EXERCISE TASK
Copy the records below exactly, leaving out any pictures.

++++++

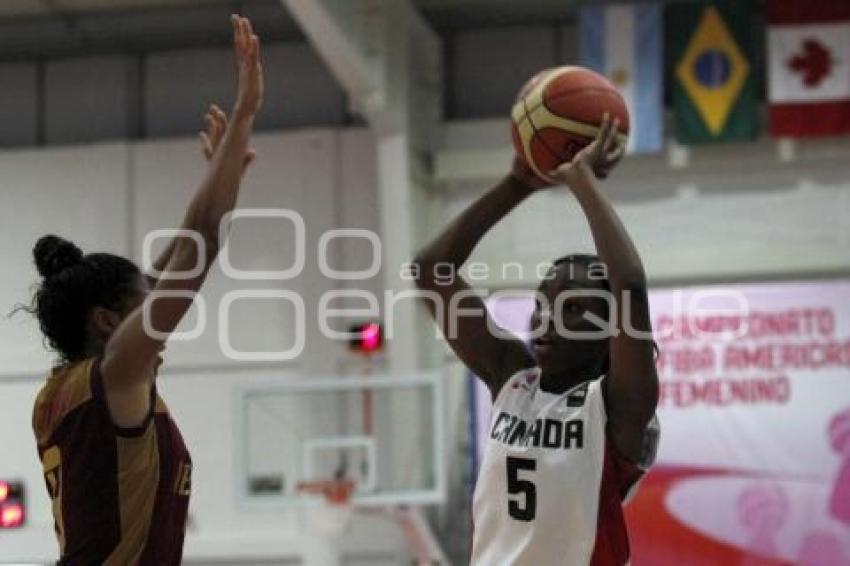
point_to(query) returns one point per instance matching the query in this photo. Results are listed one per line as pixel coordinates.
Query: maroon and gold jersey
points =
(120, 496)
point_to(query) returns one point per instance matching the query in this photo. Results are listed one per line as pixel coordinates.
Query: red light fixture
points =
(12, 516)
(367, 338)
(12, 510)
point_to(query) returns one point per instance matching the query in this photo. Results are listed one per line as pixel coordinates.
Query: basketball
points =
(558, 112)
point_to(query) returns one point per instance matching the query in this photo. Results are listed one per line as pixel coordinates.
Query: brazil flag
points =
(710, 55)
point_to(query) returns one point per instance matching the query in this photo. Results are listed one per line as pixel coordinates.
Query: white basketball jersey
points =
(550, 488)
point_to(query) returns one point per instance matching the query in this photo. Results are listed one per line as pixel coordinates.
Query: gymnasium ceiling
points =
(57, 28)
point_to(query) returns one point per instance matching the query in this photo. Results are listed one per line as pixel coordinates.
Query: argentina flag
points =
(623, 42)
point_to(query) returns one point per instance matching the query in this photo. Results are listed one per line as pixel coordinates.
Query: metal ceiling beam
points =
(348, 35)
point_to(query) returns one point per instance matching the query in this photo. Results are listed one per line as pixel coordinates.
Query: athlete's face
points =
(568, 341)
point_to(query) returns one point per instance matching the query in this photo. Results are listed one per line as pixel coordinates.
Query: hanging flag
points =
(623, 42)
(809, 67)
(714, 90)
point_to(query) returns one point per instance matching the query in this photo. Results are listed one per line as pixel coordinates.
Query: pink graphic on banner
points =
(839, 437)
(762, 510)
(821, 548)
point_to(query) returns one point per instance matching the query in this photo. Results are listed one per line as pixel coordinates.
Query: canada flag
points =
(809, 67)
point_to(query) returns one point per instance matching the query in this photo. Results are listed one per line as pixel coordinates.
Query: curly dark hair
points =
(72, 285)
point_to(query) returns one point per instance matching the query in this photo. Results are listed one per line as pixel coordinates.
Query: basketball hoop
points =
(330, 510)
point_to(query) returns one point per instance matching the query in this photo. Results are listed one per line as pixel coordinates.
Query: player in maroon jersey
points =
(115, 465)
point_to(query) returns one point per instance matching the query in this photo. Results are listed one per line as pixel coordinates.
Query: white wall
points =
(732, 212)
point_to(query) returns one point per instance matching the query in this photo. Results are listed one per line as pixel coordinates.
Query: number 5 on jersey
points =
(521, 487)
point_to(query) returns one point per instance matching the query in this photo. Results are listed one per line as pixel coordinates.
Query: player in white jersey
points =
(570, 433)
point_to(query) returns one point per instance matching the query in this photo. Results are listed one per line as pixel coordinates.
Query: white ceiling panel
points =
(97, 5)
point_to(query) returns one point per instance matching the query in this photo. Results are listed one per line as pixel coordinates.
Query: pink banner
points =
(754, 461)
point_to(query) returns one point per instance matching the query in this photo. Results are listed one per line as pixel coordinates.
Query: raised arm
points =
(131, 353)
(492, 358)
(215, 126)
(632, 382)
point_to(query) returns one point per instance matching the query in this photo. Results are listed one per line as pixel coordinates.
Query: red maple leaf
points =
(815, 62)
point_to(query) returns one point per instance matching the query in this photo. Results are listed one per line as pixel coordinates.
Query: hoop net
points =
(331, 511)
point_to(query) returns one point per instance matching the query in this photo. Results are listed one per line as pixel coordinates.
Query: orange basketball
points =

++++++

REPLY
point_to(query) returns one point per instance matching the query in this photo. Results are listed one per line as pixel coordinates.
Query: maroon and gold jersey
points =
(120, 496)
point_to(query) returns one point per instance matching the query in this photo. Results are listed one per line as pixel coordinates.
Query: red light fixture
points =
(12, 516)
(367, 338)
(12, 510)
point_to(query) returns one point per instance matching the query in this photo. Results are listed one per line as pixel coordinates.
Query: basketball
points =
(558, 112)
point_to(query) returns one point per instance matching the query in this photo. Results are listed one per line as pixel coordinates.
Query: brazil flag
points =
(710, 55)
point_to(query) returns one point per instance matching the query in this photo. Results are listed one per line as pixel coordinates.
Query: white basketball jersey
points =
(550, 488)
point_to(query) returns one point per instance matching the query in this photo. Results are listed one per line as pixel coordinates.
Query: gymnasium ceiling
points =
(57, 28)
point_to(query) returns one point per instance matching the query in this photo. Results are listed one per line as pixel coordinates.
Query: argentina flag
points =
(623, 42)
point_to(query) returns one point per instance matching the query in this photo. Results are listed one per line as pixel coordinates.
Query: metal ceiling beam
points =
(348, 35)
point_to(query) returns one point per instance matching the query in this photo. Results are listed one per line as pixel coordinates.
Query: athlete's face
points =
(568, 341)
point_to(query) returns one point per instance matching the query in this photo. Results are listed one per line as pixel coordinates.
Query: hanging flag
points =
(623, 42)
(809, 67)
(714, 90)
point_to(query) returns one point per instance matching the query in this photo. Results are listed one per line as pixel coordinates.
Query: pink graphic on banner
points =
(839, 437)
(762, 510)
(821, 548)
point_to(query) returns one point per instance matching the query in this photo. Results are listed one per line as pixel coordinates.
Query: canada flag
points =
(809, 67)
point_to(query) returns one point per instance matching the query in this photo. Results are listed one per line as pixel coordinates.
Query: curly dark hair
points =
(72, 285)
point_to(query) returns one point per instance matching the query in this photo. Results are listed one per line as pixel coordinates.
Query: basketball hoop
points =
(330, 510)
point_to(query) returns one point per instance matching the query in this photo. Results are listed one per line as pixel coordinates.
Query: player in maroon jersey
points =
(115, 465)
point_to(query) returns one point per instance matching the query in this photo. Results are listed one per line as pixel coordinates.
Query: white wall
points =
(732, 212)
point_to(query) returns one point per instance matching the query in this photo. Results are listed one per line as pixel coordinates.
Query: number 5 on jersey
points =
(521, 487)
point_to(query) returns one point per instance matching the query in this photo. Results are listed one per line as pixel coordinates.
Query: player in white jersey
points =
(570, 433)
point_to(query) returns one point per instance matching the query in this photo. Results are listed one per line as pixel coordinates.
Query: white ceiling panel
points =
(97, 5)
point_to(query) returns one point per instance matching the query in this photo. Results are listed one per line as pixel coordinates.
Query: pink banner
points =
(754, 461)
point_to(query) returns one point per instance matching the query in this photo. Results are listed one per line as pixel coordinates.
Query: raised arm
points =
(131, 353)
(492, 358)
(215, 126)
(632, 382)
point_to(query) returns one point per instance matching the query in this photo. Results are listed one per line as pixel coordinates.
Query: red maple leaf
points =
(815, 62)
point_to(query) returns one point per instance matching the query in this photo. Results are listed one per line as pixel coordinates.
Query: hoop net
points =
(331, 511)
point_to(query) returns one point per instance matching the query in this photo. Results are listed one per line as pixel coordinates.
Query: orange basketball
points =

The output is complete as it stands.